Development Charges an Issue

Earlier this month, the federal government launched a $51-billion "Build Communities Strong" fund, described by the prime minister as a decade-long "generational investment" to build more housing. Part of the pitch by both the federal and Ontario governments to access funding to support housing is tied to cutting development charges — a "carrot-and-stick" approach linking the availability of government funds to a municipality's willingness to cut the charges.

Announced last month, the Canada-Ontario Partnership to Build committed $8.8 billion over 10 years toward the fund, but is only available to municipalities who commit to cutting development charges in half. Development charges are fees paid to municipalities by homebuilders to pay for things like basic utilities, roads and related infrastructure.

Once regarded as a small fee in new home builds, development charges — especially in the Greater Toronto Area — have evolved to become a significant portion of the cost of a new home. Toronto's development charges skyrocketed by 855% for detached single-family homes, increasing from an average of $14,000 in 2011 to nearly $138,000 last year.

Loss of Gas Tax Revenue Significant

While ballooning development charges are blamed as a driving factor in making Ontario's homes unaffordable, Tierney said that shortfall has to come from somewhere — particularly for cities like Ottawa with vast rural areas.

"That's our challenge, to make sure we keep pressing the federal government," he said, lamenting the recent decoupling of federal fuel taxes — the now-abolished federal gas tax fund — from infrastructure funding, replaced earlier this month by a more nebulous funding stream in Carney's Build Communities Strong Fund.

"Gas tax revenue was a steady stream of income for municipalities. We think that's the best avenue because we know what we have coming in and we can apply that to roads and infrastructure and all the things that help support all these other causes."

"If we're building quicker across the country, if we want to build more housing, you need to be able to have pipes, sewers and transit," Tierney added.

- **Supplied information**
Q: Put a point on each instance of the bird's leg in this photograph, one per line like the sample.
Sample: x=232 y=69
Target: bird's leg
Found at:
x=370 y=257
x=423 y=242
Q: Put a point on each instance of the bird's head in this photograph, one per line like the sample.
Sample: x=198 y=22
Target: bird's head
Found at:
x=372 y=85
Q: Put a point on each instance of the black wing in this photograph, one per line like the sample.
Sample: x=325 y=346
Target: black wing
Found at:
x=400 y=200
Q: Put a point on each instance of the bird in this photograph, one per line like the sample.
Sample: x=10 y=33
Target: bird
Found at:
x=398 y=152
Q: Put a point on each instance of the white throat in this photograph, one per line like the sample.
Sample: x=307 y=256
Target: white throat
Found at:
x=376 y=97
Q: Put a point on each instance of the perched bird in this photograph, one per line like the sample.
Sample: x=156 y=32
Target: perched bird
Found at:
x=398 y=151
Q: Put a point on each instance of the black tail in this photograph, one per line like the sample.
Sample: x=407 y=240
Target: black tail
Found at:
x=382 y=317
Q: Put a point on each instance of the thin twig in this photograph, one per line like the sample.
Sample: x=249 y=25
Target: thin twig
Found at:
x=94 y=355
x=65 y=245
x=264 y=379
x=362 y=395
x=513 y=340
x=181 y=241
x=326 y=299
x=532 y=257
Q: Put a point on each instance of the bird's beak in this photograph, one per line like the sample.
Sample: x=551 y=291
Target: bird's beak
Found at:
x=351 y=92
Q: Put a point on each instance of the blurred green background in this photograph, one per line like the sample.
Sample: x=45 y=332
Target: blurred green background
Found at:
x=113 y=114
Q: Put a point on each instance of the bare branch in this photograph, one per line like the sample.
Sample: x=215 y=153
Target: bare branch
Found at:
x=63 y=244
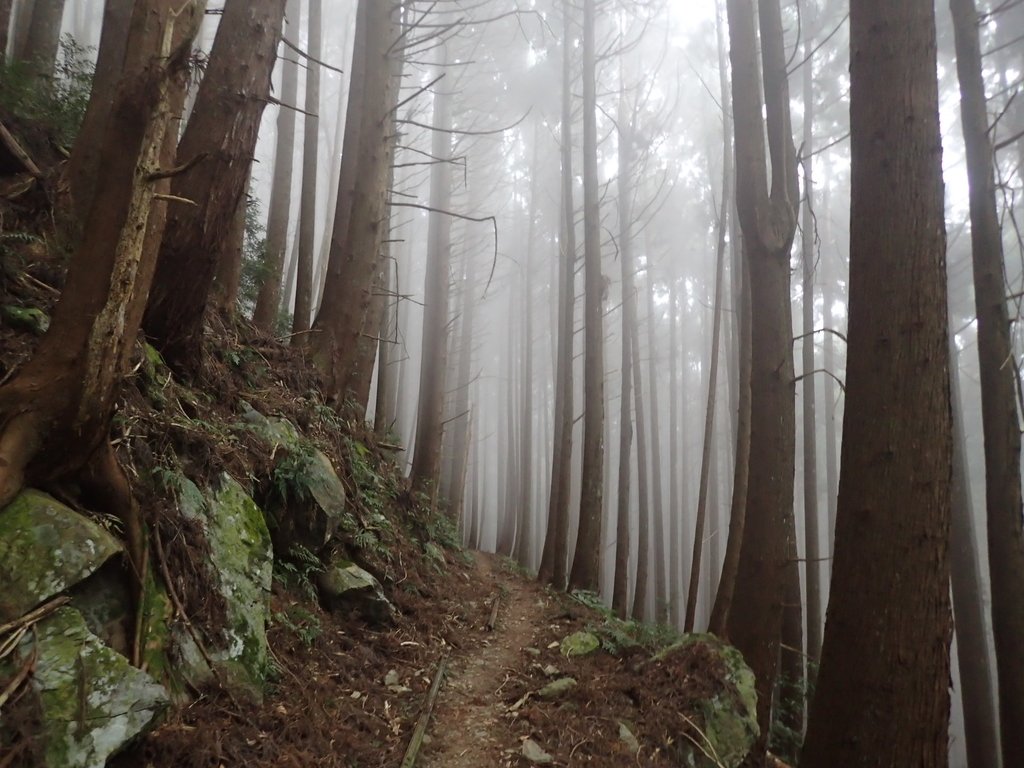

- **Parts of the exercise**
1 - In the development charges text, by what percentage did Toronto's development charges for detached single-family homes rise?
2 - Rewrite the part of the development charges text from "Development Charges an" up to and including "and related infrastructure.", replacing "municipalities" with "cities".

- **Answers for this exercise**
1 - 855%

2 -
Development Charges an Issue

Earlier this month, the federal government launched a $51-billion "Build Communities Strong" fund, described by the prime minister as a decade-long "generational investment" to build more housing. Part of the pitch by both the federal and Ontario governments to access funding to support housing is tied to cutting development charges — a "carrot-and-stick" approach linking the availability of government funds to a municipality's willingness to cut the charges.

Announced last month, the Canada-Ontario Partnership to Build committed $8.8 billion over 10 years toward the fund, but is only available to cities who commit to cutting development charges in half. Development charges are fees paid to cities by homebuilders to pay for things like basic utilities, roads and related infrastructure.